- Task item -
Retype every line below precisely as it appears.
*** Opening of Recorded information ***
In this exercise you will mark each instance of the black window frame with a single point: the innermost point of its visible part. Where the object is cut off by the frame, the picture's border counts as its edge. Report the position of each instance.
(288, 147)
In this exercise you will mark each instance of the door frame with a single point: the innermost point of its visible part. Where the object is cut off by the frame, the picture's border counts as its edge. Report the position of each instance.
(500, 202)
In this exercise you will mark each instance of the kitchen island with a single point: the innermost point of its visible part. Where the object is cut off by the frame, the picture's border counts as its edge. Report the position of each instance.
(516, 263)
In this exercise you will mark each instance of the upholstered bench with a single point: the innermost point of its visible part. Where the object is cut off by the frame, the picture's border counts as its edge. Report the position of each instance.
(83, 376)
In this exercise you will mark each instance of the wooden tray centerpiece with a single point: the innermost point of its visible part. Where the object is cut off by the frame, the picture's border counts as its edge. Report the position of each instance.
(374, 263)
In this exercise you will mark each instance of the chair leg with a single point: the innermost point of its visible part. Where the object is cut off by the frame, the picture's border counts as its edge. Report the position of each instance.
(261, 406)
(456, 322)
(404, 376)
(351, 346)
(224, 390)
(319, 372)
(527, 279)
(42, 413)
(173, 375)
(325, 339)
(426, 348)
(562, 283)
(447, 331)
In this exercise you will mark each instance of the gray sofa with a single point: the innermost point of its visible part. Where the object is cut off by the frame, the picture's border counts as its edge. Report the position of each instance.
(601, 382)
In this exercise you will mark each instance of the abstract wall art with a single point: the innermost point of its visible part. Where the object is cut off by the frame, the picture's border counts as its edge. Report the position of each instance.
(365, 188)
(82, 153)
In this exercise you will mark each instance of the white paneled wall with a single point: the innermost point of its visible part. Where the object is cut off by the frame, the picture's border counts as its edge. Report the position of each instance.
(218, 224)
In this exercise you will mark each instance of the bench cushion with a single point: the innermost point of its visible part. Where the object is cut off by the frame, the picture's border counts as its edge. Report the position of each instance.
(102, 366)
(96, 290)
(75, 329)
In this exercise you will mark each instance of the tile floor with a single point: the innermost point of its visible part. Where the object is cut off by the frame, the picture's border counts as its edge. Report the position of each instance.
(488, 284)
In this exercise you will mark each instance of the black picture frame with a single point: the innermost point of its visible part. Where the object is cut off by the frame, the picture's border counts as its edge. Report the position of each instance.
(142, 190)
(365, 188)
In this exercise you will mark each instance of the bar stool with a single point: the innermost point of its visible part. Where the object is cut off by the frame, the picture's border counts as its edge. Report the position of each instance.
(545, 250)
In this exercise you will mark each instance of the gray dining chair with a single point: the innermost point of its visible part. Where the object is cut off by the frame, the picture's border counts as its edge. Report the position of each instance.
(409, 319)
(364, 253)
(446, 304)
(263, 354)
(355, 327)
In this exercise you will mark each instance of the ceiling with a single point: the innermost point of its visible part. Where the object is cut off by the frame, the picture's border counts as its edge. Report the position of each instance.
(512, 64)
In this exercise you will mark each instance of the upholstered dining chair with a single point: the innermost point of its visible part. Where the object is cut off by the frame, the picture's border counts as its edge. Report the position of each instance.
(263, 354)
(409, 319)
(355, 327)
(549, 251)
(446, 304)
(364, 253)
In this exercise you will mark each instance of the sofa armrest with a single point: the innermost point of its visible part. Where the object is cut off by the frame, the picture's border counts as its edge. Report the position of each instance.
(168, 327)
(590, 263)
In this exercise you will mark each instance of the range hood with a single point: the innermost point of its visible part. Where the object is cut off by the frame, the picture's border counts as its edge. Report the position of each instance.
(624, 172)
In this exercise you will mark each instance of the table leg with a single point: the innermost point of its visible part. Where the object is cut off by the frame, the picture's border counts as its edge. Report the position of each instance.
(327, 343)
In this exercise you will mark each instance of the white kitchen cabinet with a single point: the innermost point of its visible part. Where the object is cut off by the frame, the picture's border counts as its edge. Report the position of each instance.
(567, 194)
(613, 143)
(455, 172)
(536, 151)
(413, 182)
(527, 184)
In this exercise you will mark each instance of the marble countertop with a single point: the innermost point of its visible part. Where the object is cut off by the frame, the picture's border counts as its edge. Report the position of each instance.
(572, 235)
*** Close of Recorded information ***
- Exercise output -
In this exercise you will mark each instance of the black window frame with a single point: the innermost point of its visible part. Where the object is cut off by the frame, the picture's border counts as its edge. Report the position of each instance.
(288, 147)
In this exercise you will mark each instance of the door frame with a single point: the innermost point of its visible part. Where the object is cut off by the frame, the picture's border counts as its edge. Report the position of each instance.
(500, 202)
In this exercise you will mark each instance of the kitchen island with a single point: the innermost point of its visible part. Where the object is cut off by the frame, the picture's border counts as its edge. Report the position of each instance.
(516, 263)
In this exercise you will mark each instance of the upholstered bench with a single point: the innermost point of its visible part. Where the object is cut off by the frame, the picture's border counts as its edge. Report the position of each instance.
(83, 376)
In this exercise you will mark each instance of the wooden tray centerpiece with a single point: the innermost point of its visible part. Where the object is cut off by the frame, the picture's border counts as its edge. Report the position of each instance.
(374, 263)
In this exercise you will mark each instance of the chair leg with a single point: the innermost point of its visible part. Where the object is cut off by the frame, the picture's border counts as its edge. Report the position of each instance.
(261, 406)
(456, 322)
(404, 376)
(351, 346)
(224, 390)
(319, 372)
(527, 279)
(42, 413)
(173, 375)
(325, 339)
(426, 348)
(562, 283)
(447, 331)
In this exercise you will mark each instance of the gray sofa with a single point: the innermost point of its visible part. Where the object is cut off by the frame, the picture's border counts as its edge. Report the position of each instance.
(601, 382)
In this exercise you will mark each instance of the abstract wall art with a single point: the innermost point of its visible part. Where the object is cut off by the frame, the picture's border counts as its edge. Report the position of each instance.
(365, 188)
(82, 153)
In this exercise you will mark each instance of the white paneled wall with a single point: the innermost point of its visible part. Where the object is cut off by the frame, the picture's border counts as its edge. Report the position of each instance.
(218, 224)
In this exercise you will mark each instance of the bench cushion with a single point: the innermost point of its visible part. Where the object is cut off by the frame, the picture's border counts as its edge. Report the position of each instance.
(102, 366)
(96, 290)
(75, 329)
In this exercise you will mark each instance of the tile floor with a single point: the innermost point of its visible part. Where the object is cut off by the frame, the picture's border counts as its edge. Report the position of each instance.
(488, 284)
In this exercise you will mark each instance of the black picture frame with a single point: the innermost point of its visible part. Where the object is cut off by the frame, the picture's border counts as its edge. Report the position of each instance.
(142, 190)
(365, 188)
In this exercise you will mark each instance of the bar stool with a single point: the innermost point of its visible part. Where the object is cut off by the frame, the picture's border counts as its edge. Report the position of each instance.
(545, 250)
In this exercise you will mark each instance of the gray dining chair with a single point: the innermost point of its visible part. Where the object is cut off by the frame, the picture's border counts as its edge. Report the position of each instance.
(409, 319)
(364, 253)
(446, 304)
(263, 354)
(355, 327)
In this exercise you will mark each instance of the ceiling with a single point: the innermost point of its visible part. Where the object is cut off by the frame, the picture's border counts as its edge. Report the position of each instance.
(512, 64)
In this exercise you will mark each instance of the upholstered dining chair with a single point: the innermost point of its visible part. Where the object is cut off by the frame, the picture's border counts as its edge. Report the position of each instance.
(263, 354)
(409, 319)
(355, 327)
(549, 251)
(446, 304)
(364, 253)
In this exercise you will mark each instance of the sofa armrest with a single point: the innermost point of its visible part. Where the object is cut off by the frame, the picture's border counts as its edge. Report the position of each instance.
(168, 327)
(590, 263)
In this exercise you will mark each instance of the range hood with a single point: the innermost point of its visible part. Where the object is cut off by the frame, the picture's border counts as its edge. Report the position of each instance.
(624, 172)
In this exercise you will mark each instance of the table leg with a single point: the innermost point of its visible part. Where the object is cut off by the frame, the picture's border counts as its edge. Report the position of each instance.
(327, 343)
In this exercise you will mark each instance of the white kitchen cabinet with a single point: the innermost point of its visible part. Where the object is cut off by the frame, the picture's border counts as its edge. Report the position of each instance.
(567, 194)
(613, 143)
(455, 172)
(536, 151)
(413, 182)
(527, 184)
In this exercise you will mark each instance of the marble countertop with a single point: the innermost point of its visible part. Where the object is cut off by the frame, the picture's border counts as its edge. Report the position of each instance.
(572, 235)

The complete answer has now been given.